*AUSZUG ZUM LESEN*
Herne. Erzieher der evangelischen Kitas in Herne ärgern sich über das Paket des Ministeriums: Sie schicken die Bastelsets für Mund-Nase-Masken zurück.
Die Erzieherinnen und Erzieher der Kindergartengemeinschaft des evangelischen Kirchenkreises sind empört über die Paketlieferung, die sie vom NRW-Ministerium für Kinder, Familien, Flüchtlinge und Integration erhalten haben. Darin enthalten waren - neben einigen FFP2-Schutzmasken - zahlreiche Einzelteile zum Basteln von Mund-Nasen-Masken.

*DATENSÄTZE DIESER ÜBUNG*
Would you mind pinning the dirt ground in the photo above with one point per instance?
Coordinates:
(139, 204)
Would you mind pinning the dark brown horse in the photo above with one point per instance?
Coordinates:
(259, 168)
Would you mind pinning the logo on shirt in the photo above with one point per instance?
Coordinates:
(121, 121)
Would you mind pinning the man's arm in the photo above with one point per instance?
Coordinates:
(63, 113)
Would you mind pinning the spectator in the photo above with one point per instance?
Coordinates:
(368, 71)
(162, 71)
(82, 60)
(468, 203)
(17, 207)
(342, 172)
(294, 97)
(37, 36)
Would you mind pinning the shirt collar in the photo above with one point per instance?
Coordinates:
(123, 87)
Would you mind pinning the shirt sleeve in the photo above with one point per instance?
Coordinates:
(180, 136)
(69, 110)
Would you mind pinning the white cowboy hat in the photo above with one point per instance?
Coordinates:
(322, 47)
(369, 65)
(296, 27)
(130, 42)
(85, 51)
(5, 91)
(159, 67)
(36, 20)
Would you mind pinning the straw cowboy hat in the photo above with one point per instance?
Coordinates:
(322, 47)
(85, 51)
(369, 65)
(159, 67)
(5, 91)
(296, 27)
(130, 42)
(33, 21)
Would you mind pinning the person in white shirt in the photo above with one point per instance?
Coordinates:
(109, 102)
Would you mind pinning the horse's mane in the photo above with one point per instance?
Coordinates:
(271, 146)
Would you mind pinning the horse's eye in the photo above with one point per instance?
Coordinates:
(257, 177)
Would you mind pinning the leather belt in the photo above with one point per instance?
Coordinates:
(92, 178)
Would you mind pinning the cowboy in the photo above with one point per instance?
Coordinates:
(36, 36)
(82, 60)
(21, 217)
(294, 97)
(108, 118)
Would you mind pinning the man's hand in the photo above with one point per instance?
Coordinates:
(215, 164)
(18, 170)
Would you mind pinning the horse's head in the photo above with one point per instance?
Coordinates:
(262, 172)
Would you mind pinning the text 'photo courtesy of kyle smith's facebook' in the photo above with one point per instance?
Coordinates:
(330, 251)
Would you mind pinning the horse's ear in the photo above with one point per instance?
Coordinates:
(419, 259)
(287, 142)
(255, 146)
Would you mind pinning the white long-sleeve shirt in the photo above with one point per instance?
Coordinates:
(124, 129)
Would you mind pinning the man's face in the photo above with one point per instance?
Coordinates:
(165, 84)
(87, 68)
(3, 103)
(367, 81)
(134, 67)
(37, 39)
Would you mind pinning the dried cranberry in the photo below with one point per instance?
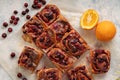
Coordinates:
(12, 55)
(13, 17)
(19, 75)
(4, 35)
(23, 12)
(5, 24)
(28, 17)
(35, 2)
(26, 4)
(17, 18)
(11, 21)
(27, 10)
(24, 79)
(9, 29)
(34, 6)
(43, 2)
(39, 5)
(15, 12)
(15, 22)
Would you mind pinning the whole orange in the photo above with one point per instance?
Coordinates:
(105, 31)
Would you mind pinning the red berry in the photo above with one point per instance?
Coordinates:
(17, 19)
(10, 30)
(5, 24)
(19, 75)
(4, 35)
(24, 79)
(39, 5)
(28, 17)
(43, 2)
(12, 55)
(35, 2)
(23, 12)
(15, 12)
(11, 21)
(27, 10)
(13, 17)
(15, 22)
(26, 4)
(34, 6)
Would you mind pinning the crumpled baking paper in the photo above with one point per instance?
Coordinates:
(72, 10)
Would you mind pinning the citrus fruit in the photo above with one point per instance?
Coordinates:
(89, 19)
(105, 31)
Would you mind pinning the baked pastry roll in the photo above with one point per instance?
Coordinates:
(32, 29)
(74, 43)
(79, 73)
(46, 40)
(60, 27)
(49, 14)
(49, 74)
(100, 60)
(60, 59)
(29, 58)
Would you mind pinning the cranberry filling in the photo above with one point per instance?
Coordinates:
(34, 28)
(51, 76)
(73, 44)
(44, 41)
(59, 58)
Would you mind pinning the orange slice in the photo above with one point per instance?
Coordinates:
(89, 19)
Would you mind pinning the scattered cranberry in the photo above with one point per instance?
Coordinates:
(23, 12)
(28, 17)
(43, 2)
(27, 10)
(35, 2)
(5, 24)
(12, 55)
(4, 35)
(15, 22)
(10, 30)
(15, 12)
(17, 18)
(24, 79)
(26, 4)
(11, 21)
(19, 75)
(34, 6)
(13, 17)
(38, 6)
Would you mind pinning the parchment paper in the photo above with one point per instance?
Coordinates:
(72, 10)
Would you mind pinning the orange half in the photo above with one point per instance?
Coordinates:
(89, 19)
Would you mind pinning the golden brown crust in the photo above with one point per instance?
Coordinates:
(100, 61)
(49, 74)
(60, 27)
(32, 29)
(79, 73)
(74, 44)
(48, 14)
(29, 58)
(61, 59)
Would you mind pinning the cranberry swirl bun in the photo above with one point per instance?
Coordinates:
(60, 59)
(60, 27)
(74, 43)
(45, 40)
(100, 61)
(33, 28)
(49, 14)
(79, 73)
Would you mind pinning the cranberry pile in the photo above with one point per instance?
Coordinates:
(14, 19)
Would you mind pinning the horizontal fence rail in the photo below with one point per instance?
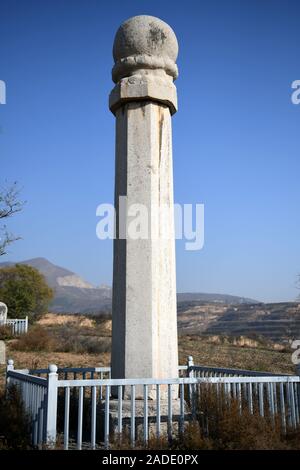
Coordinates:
---
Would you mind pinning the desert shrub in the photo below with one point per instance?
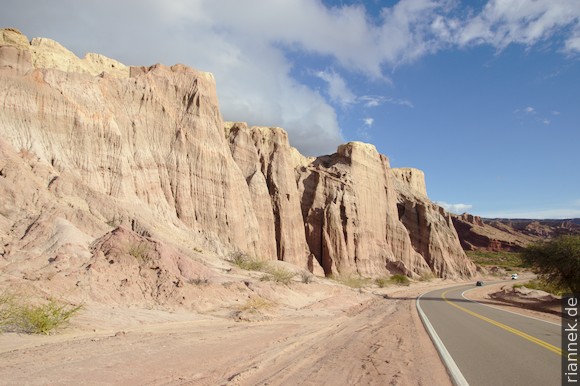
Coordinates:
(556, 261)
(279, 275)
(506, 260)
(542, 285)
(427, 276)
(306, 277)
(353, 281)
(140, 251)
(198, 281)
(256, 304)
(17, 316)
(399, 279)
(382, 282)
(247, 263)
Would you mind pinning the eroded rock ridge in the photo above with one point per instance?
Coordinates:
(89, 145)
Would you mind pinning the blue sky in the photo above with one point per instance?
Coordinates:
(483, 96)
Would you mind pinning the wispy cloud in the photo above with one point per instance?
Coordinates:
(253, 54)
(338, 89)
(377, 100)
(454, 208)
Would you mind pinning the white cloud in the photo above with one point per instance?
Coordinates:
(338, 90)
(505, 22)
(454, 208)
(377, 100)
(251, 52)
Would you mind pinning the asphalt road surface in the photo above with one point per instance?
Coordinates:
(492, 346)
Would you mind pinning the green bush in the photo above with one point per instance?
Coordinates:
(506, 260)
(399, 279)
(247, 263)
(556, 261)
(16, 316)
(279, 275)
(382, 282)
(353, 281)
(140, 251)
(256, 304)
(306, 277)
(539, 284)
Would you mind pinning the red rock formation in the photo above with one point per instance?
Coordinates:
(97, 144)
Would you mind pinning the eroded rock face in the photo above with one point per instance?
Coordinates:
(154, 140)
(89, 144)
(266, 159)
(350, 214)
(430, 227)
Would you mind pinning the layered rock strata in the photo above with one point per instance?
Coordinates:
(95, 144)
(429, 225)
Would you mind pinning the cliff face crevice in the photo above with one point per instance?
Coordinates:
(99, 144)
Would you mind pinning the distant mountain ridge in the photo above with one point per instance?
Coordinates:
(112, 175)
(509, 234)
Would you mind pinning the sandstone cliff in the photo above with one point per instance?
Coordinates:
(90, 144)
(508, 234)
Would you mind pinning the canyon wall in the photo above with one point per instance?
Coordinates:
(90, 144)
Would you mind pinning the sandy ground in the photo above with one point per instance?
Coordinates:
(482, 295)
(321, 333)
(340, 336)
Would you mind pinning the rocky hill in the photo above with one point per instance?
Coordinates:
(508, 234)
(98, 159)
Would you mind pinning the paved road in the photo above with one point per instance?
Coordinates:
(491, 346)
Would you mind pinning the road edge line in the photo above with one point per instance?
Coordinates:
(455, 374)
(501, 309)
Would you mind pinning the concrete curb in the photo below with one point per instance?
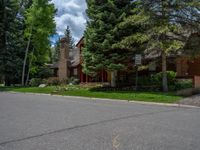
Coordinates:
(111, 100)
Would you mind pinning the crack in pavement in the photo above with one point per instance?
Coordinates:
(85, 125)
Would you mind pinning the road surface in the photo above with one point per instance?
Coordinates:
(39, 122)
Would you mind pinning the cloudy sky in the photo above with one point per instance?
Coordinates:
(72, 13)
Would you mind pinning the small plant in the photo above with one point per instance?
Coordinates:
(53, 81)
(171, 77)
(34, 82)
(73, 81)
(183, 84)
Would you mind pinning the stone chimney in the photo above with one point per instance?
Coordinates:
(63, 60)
...
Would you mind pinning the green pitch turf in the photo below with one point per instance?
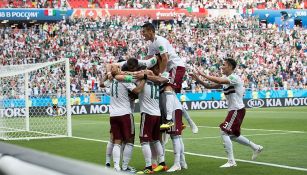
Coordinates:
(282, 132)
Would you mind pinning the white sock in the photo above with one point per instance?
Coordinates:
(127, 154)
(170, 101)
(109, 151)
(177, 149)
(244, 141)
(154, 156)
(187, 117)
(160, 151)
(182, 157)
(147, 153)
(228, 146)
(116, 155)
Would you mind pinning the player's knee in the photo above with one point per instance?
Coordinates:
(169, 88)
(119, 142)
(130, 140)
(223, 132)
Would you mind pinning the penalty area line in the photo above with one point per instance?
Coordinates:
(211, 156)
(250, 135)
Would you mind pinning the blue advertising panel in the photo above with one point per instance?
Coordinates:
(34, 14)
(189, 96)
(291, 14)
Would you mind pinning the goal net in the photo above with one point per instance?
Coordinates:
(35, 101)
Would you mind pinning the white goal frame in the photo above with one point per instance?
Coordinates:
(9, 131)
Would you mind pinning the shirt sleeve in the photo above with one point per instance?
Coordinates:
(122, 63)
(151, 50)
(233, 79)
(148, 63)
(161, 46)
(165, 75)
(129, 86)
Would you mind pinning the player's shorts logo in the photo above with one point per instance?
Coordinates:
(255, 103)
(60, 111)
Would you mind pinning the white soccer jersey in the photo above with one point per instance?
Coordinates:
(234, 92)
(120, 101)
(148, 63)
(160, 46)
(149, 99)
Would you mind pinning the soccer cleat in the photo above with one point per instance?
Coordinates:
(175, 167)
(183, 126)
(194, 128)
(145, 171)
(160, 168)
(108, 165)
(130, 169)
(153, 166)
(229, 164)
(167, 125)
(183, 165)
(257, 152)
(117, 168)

*SCHRIFTLICHE AUFGABE A*
Entnehmen Sie dem Text über die zurückgeschickten Bastelsets die Passage, die mit „Die Erzieherinnen und“ beginnt und sich bis einschließlich „Basteln von Mund-Nasen-Masken.“ erstreckt, und geben Sie sie wortgetreu wieder.
*SCHRIFTLICHE AUFGABE B*
Filtern Sie aus den Datensätzen jede Zeile heraus, in der die Zeichenfolge „brown“ vorkommt, und geben Sie diese Zeilen unverändert aus.

*ERGEBNIS DER AUFGABE A*
Die Erzieherinnen und Erzieher der Kindergartengemeinschaft des evangelischen Kirchenkreises sind empört über die Paketlieferung, die sie vom NRW-Ministerium für Kinder, Familien, Flüchtlinge und Integration erhalten haben. Darin enthalten waren - neben einigen FFP2-Schutzmasken - zahlreiche Einzelteile zum Basteln von Mund-Nasen-Masken.

*ERGEBNIS DER AUFGABE B*
Would you mind pinning the dark brown horse in the photo above with one point per instance?
Would you mind pinning the golden brown crust in the photo above with one point per instance?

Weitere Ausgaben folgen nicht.